* [DATA FOR THE TASK]:
━━━━━━━━━━━━━━━━
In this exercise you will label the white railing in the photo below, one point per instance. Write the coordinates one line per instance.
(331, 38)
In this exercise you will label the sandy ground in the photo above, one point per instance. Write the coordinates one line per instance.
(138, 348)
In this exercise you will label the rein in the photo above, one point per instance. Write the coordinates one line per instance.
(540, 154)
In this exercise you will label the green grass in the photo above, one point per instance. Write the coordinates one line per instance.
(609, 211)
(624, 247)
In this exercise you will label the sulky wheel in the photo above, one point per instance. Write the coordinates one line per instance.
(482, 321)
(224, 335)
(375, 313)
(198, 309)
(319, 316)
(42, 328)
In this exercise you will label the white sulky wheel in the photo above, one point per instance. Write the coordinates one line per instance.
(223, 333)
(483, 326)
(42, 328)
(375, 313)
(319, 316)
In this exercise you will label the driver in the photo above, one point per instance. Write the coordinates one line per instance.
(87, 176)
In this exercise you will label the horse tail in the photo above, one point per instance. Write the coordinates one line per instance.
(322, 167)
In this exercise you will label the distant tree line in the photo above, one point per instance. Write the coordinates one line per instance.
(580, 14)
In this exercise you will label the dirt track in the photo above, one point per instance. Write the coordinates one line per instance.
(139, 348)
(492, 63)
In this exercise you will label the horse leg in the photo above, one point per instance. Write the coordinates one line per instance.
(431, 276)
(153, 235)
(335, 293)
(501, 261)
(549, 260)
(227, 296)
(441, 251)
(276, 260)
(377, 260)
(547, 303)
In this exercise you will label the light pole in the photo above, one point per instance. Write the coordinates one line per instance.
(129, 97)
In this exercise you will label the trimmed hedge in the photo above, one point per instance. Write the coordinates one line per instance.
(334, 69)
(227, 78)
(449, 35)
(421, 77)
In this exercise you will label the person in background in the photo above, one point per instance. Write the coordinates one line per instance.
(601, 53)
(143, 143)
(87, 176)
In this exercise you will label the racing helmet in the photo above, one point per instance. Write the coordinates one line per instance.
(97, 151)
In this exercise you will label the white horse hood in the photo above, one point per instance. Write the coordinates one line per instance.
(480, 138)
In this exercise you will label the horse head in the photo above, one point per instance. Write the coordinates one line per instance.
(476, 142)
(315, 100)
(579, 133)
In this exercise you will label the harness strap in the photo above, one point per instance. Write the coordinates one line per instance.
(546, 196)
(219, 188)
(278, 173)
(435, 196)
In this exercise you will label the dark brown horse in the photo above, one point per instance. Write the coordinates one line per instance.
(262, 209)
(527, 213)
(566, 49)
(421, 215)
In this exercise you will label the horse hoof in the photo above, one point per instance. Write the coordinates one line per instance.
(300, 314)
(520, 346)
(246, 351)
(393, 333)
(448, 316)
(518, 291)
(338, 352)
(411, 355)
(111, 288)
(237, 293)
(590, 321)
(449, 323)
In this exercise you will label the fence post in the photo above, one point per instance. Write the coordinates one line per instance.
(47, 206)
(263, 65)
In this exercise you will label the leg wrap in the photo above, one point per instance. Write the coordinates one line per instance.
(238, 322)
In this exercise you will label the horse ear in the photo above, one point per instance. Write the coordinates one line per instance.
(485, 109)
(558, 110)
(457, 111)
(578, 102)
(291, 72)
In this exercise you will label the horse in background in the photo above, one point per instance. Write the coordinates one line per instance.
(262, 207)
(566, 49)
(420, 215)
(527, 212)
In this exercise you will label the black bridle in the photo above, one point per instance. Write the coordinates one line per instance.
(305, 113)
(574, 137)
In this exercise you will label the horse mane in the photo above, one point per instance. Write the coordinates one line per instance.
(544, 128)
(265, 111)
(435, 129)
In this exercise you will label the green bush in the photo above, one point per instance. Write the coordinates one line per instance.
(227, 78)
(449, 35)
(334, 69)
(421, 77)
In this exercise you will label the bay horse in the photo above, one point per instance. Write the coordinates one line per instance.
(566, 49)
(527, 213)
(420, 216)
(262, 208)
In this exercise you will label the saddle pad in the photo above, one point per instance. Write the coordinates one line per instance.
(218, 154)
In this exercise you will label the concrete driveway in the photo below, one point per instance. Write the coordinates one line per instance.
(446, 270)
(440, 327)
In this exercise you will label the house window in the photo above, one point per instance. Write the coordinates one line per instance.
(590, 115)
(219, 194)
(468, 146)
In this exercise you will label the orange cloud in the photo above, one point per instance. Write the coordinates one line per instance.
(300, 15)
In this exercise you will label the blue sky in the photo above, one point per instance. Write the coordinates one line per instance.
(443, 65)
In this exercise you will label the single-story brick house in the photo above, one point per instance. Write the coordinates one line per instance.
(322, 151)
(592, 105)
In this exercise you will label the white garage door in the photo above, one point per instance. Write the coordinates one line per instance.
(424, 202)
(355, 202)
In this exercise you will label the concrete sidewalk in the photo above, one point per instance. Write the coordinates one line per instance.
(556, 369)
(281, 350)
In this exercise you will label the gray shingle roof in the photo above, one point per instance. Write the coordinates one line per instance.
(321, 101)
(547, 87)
━━━━━━━━━━━━━━━━
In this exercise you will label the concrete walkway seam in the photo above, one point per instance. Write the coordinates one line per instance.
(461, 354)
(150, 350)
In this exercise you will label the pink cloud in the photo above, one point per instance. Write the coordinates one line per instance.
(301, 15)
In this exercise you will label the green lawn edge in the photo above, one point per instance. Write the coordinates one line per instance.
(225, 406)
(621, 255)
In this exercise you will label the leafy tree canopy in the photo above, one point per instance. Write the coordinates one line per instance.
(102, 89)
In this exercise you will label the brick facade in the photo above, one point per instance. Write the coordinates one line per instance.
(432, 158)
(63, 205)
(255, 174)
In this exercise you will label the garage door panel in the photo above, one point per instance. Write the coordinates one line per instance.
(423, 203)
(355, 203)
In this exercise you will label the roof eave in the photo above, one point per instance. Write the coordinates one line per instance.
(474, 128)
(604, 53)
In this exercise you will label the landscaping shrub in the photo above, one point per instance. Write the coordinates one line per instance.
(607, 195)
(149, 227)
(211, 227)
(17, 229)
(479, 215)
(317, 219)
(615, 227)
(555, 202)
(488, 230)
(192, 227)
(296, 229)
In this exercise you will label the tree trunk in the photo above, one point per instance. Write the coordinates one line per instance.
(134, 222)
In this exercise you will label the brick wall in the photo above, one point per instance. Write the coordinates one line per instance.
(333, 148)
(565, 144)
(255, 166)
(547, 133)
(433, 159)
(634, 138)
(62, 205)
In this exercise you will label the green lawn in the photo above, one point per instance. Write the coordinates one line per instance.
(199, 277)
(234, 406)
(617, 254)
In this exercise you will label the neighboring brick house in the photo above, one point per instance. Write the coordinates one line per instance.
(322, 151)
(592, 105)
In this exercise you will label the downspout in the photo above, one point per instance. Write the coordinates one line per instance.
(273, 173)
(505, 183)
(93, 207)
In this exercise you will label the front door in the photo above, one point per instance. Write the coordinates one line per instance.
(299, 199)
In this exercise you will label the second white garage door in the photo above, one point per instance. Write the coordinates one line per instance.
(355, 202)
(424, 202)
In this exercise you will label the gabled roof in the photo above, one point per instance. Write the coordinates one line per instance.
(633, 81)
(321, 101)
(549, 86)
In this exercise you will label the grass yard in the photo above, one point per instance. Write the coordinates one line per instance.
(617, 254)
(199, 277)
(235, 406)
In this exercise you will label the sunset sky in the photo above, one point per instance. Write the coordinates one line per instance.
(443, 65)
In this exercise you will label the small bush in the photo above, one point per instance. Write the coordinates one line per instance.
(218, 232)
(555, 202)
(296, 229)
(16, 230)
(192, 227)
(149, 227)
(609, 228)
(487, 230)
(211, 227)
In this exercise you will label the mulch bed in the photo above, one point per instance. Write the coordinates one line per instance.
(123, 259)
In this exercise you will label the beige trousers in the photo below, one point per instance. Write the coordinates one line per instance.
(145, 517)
━━━━━━━━━━━━━━━━
Report every line in the records above that contains the word "house", copying each such line in full. Case counts.

* [RESULT FOR THIS EXERCISE]:
In this exercise you will label the house window in the photo above, one point per instance. Write the coordinates one line per instance.
In this exercise you will label the single-story brick house in the photo above, one point per instance. Write the coordinates one line per instance.
In this exercise you will label the neighboring brick house in the photo above, one point per instance. Write the coordinates one line per instance.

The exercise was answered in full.